* **Aim 1**:
Answer these about the willow structure text, one per line, marked as the questions are:
(a) How many of the living stakes had rooted and taken?
(b) Who runs the campsite?
(c) Where on the campsite did the writer stay?

* **Selected text**:

⟨

Living Willow Structures – “The Nest”

Jan 2011 – Having been invited by Annie Lovejoy (at the Caravanserai Project) to return to Treloan Coastal Holidays and produce something from Jude and Tony’s Portscatho coppice. My first thought was to build up the living fedge we had started the previous year. However, having looked at it only 1 in 4 of the living stakes had rooted and taken!! I was amazed. Willow grows everywhere, it’s usually the case that you have to manage it to stop it spreading!! Well you live and learn. I think the problem was the clay rich, highly compacted ground which sat on top of gradually disintegrating granite, combined with a necessary cut and plant in August 2009…but I might be wrong. Any willow experts out there want to give some advice?

Anyway. Instead of flogging a dead horse Pete and Debs who run the campsite said they would rather have a willow structure created in which kids from the campsite could come and play, shaded from the Summer sun. I was more than happy to oblige and found these fantastic ideas for willow structures in a Norwegian book Angel had given me.

Pete and Debs very impressed, and with a whole load of volunteers from the UCF MA: Art and Environment course to lend a hand it was something I thought we could finish in a day. Optimistic I know, but…

Mac and I went down the day before to the coppice to find and amazing crop of willow. Most wands were 6 – 8ft long thick as your thumb and no side soots. Perfect. We also pollarded a couple of older trees that were about to fall over, and planted some new trees. We left some work for the MA students to do the next day and retired to our beds. I was privileged to stay in “the Eco-Pod” on the campsite. A really amazing little wooden cabin, overlooking the sea with its own little wood burner and looking like something out of Hansel and Gretel!

The MA students duly arrived and we all went down to the coppice to finish off our work from the previous day and extract the willow to use on the structure. The larger logs we stored at the campsite to season for charcoal burning in the summer.

⟩

* **Supplied entries**:
⟨

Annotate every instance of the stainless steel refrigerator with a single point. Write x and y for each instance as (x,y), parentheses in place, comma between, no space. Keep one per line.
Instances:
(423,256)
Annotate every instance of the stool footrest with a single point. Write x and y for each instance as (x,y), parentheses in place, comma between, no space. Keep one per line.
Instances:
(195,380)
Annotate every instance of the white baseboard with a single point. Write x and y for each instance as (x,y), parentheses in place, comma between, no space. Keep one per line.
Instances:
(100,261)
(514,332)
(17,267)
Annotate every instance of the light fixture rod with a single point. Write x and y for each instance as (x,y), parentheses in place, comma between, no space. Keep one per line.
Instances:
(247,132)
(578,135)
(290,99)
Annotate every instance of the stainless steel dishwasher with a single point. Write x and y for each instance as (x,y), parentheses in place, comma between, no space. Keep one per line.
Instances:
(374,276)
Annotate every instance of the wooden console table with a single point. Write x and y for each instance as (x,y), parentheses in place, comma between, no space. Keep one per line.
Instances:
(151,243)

⟩

* **Aim 2**: Please write out the records again, starting at the line that contains "Annotate every instance of the stool" and ending with the last line of the records, with the requests included. In the answers, multiply each point coordinate by 1.85 and round it to a whole number, with halves rounded up. Give only those lines.

* **Exercise result 1**:
(a) 1 in 4
(b) Pete and Debs
(c) The Eco-Pod

* **Exercise result 2**:
Annotate every instance of the stool footrest with a single point. Write x and y for each instance as (x,y), parentheses in place, comma between, no space. Keep one per line.
Instances:
(361,703)
Annotate every instance of the white baseboard with a single point. Write x and y for each instance as (x,y), parentheses in place, comma between, no space. Keep one per line.
Instances:
(185,483)
(951,614)
(31,494)
Annotate every instance of the light fixture rod with a single point. Write x and y for each instance as (x,y), parentheses in place, comma between, no space. Keep one per line.
Instances:
(457,244)
(1069,250)
(537,183)
Annotate every instance of the stainless steel dishwasher with a single point. Write x and y for each instance as (x,y), parentheses in place, comma between, no space. Keep one per line.
Instances:
(692,511)
Annotate every instance of the wooden console table with a single point. Write x and y for each instance as (x,y), parentheses in place, comma between, no space. Keep one per line.
Instances:
(279,450)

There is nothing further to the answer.